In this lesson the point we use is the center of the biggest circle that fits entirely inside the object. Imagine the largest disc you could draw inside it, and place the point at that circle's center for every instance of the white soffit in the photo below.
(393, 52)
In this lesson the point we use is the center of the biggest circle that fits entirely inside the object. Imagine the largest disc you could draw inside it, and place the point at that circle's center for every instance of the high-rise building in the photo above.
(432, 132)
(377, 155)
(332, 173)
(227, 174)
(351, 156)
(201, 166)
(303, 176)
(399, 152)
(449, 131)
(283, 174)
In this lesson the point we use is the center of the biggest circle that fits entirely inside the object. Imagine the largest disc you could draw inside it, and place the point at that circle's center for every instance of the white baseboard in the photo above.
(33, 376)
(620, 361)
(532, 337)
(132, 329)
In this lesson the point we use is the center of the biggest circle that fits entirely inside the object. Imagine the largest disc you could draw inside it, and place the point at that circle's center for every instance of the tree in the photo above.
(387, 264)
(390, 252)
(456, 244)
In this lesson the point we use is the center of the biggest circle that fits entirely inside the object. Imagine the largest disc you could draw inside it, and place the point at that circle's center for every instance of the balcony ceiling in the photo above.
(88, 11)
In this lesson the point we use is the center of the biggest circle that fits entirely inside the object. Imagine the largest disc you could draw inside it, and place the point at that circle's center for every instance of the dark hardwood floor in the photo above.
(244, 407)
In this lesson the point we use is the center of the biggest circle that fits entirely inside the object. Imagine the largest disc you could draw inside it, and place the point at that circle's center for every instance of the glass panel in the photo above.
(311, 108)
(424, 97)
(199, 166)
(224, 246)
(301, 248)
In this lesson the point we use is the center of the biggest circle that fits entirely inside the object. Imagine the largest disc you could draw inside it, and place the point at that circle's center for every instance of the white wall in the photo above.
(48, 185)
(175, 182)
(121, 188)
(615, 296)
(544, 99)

#### THE PROBLEM
Revise all of the material above so that "lesson" becomes "exercise" wherever it occurs. Keep every other word and mark unchanged.

#### SOLUTION
In this exercise the point we use is the center of the biggest circle that fits entirely inside the object. Imagine the largest disc you could draw inside it, and place the point at that circle's center for every instance of the white soffit in the photo below.
(393, 52)
In this exercise the point we use is the center of the biggest circle that fits entirely inside the object. Imagine the largest disc you could draw inside it, and place the point at that circle's center for every instance of the high-rise building in the photo above.
(432, 132)
(377, 155)
(332, 173)
(227, 174)
(351, 156)
(201, 166)
(303, 176)
(399, 152)
(449, 131)
(283, 174)
In this exercise the point we use is the center of the biggest circle that fits entirely inside the object. Imagine the largest disc you could draw inside it, and place the point at that circle's center for every instance of the white baseboard in the photo above.
(33, 376)
(620, 361)
(532, 337)
(132, 329)
In this exercise the point we use is the center of the biggest circle that fits entirely inside the object. Imagine the largest disc you could draw inside it, and place the point at that circle's center for every instance of the tree in the photo above.
(387, 264)
(390, 252)
(456, 244)
In this exercise the point we use is the center of the biggest circle that fits entirely inside the object. Imagine the largest disc you could draw inside it, and place the point at that circle's center for every instance of the balcony ceiling in the photo above.
(88, 11)
In this exercise the point we use is the center of the biggest circle that fits entirely inside the object. Imagine the largest disc you could draw inside it, and place the point at that circle's center for every instance of the dark hardwood floor in the photo above.
(244, 407)
In this exercise the point we use is the center of the biggest circle that fits entirely inside the object. Imagine the largest disc you could draw inside it, and place the point at that circle's center for every instance of the glass panel in the photo above.
(311, 108)
(424, 97)
(199, 166)
(224, 246)
(301, 248)
In this exercise the point we use is the center of the biggest circle that fits entirely inside the object. Imagine the largest disc you could draw inside it, and place the point at that circle's center for every instance of the white wall in the photo above.
(48, 185)
(175, 182)
(121, 188)
(615, 296)
(544, 99)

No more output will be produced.